### DATA RECORDS
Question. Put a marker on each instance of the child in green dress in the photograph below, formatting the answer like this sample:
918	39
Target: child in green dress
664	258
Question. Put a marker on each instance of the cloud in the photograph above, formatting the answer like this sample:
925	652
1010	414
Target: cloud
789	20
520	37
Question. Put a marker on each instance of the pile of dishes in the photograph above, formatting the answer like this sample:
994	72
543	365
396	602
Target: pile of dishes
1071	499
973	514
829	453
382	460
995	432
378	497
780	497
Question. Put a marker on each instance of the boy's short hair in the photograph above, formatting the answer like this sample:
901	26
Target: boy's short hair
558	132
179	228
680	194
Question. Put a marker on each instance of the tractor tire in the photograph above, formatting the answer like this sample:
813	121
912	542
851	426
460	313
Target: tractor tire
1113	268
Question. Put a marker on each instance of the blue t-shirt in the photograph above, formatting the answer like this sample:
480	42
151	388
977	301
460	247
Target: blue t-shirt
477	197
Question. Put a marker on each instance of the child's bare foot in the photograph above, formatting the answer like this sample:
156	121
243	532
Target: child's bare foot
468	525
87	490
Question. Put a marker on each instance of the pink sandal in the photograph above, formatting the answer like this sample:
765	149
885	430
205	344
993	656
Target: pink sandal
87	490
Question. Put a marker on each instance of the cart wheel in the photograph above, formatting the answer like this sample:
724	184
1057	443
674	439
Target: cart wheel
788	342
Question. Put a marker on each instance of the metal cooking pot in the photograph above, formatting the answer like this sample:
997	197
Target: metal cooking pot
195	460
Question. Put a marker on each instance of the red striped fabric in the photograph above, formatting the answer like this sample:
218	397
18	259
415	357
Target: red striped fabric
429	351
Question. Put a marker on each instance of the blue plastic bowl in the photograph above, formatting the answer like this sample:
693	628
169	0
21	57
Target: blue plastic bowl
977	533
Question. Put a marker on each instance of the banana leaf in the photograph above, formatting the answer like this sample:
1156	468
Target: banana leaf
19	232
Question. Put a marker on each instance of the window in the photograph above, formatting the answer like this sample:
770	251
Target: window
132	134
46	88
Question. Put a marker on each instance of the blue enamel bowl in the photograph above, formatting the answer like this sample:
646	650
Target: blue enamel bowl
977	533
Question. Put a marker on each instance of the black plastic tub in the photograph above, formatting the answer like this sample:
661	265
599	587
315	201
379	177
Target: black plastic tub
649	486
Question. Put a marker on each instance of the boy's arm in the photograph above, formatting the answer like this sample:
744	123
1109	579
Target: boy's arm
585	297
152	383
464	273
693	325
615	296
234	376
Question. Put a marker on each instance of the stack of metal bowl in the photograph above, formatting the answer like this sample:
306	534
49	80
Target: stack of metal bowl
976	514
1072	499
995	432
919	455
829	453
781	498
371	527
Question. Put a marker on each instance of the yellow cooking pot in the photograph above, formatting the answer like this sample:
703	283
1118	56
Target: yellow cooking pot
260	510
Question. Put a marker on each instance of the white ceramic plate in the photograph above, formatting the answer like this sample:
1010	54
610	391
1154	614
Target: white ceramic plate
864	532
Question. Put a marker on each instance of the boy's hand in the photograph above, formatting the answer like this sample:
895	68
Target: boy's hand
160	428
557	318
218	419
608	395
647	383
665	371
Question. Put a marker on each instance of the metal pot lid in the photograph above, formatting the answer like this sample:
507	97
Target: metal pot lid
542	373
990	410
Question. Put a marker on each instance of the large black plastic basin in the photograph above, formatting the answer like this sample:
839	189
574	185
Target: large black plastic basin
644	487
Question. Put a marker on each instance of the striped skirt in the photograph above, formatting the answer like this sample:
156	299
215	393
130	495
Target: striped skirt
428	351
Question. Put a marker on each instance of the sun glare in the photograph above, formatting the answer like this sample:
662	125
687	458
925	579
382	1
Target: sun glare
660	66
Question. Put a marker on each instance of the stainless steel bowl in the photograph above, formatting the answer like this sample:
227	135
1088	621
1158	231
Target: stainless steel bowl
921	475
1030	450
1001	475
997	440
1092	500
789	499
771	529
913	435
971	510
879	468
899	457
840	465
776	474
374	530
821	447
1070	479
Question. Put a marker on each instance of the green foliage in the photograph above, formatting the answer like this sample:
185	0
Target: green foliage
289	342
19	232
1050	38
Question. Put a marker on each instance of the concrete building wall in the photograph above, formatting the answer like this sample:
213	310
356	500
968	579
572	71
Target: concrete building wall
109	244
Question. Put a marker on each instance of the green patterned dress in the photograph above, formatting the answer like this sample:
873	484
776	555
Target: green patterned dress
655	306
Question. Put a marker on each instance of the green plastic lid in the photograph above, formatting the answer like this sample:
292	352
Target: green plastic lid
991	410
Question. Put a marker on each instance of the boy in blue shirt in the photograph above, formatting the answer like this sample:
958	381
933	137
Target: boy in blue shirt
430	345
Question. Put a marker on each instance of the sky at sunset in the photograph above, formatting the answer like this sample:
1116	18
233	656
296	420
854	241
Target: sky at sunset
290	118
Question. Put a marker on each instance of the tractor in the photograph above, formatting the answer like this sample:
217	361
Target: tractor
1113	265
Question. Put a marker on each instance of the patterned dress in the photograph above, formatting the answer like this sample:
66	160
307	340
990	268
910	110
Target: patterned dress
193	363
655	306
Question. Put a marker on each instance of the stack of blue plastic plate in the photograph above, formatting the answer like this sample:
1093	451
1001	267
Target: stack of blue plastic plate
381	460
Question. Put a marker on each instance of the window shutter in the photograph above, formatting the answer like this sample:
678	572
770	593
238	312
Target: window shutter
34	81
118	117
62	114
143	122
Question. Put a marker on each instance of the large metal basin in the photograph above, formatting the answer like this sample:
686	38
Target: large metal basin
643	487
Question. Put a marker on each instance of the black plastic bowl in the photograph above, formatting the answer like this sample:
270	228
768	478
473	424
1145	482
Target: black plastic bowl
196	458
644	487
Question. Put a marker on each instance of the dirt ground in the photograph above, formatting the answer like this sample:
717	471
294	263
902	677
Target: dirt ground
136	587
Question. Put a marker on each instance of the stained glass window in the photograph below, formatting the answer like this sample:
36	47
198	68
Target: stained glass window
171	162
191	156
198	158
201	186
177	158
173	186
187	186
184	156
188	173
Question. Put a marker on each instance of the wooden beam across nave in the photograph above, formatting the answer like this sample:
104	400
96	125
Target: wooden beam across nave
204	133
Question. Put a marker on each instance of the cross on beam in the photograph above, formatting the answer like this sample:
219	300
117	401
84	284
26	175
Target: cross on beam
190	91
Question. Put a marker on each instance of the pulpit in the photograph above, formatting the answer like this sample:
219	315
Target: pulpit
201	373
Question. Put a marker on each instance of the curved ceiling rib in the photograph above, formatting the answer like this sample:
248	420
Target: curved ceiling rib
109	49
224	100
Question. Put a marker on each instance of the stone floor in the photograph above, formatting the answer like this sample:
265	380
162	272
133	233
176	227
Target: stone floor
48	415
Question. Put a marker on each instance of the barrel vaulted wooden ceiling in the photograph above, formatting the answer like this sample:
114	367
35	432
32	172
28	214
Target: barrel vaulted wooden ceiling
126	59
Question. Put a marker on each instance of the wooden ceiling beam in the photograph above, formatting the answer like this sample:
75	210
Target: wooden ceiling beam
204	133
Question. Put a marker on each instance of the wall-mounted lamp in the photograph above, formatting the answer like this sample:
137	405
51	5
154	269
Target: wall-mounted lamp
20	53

### WHAT THE TASK ASKS
If a line of the data above contains "below", copy it out.

### REPLY
Question. Put a marker on each instance of the child in green dress in the photograph below, formatting the answer like this sample:
Question. Put a marker on each instance of the stained glass window in the photograph below, formatting the answer like this sample:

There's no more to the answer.